• **Assigned task**
Count the lines below that contain the word "black", and report only that number.

• **Source data**

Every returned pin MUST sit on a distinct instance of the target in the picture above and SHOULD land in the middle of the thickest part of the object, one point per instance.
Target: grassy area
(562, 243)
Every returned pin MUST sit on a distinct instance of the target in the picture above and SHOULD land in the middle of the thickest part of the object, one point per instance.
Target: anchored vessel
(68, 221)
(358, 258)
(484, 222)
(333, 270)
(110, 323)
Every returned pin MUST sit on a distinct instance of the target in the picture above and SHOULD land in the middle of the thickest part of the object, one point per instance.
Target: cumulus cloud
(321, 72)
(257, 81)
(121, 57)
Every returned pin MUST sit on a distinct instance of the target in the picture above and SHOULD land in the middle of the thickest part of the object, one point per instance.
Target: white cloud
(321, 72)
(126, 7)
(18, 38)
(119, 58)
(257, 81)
==
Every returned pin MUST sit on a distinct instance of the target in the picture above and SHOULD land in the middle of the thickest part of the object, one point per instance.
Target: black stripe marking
* * *
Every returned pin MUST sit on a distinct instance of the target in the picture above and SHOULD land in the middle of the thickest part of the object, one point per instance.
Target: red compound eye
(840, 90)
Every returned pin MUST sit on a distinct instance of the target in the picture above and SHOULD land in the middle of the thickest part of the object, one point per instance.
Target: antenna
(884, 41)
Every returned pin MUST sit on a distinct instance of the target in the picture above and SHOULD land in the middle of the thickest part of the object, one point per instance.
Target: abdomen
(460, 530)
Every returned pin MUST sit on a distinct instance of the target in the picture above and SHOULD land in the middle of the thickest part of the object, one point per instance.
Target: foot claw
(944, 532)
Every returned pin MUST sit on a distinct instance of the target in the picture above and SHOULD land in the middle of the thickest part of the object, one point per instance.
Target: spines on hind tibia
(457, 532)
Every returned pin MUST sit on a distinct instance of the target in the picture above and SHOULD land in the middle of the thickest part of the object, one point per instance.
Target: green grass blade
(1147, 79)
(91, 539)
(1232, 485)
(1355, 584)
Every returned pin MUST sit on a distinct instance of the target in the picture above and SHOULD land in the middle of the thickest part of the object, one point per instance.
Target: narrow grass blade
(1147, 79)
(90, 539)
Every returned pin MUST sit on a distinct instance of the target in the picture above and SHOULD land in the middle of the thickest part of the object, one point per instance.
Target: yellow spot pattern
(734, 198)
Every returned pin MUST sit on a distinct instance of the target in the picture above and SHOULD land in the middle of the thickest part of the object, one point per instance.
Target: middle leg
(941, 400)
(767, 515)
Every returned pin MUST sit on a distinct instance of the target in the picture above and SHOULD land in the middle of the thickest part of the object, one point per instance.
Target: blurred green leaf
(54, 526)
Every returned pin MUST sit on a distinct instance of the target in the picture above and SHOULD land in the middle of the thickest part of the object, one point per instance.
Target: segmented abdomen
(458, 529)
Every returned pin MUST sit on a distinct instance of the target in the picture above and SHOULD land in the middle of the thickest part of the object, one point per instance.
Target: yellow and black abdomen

• **Result for this task**
2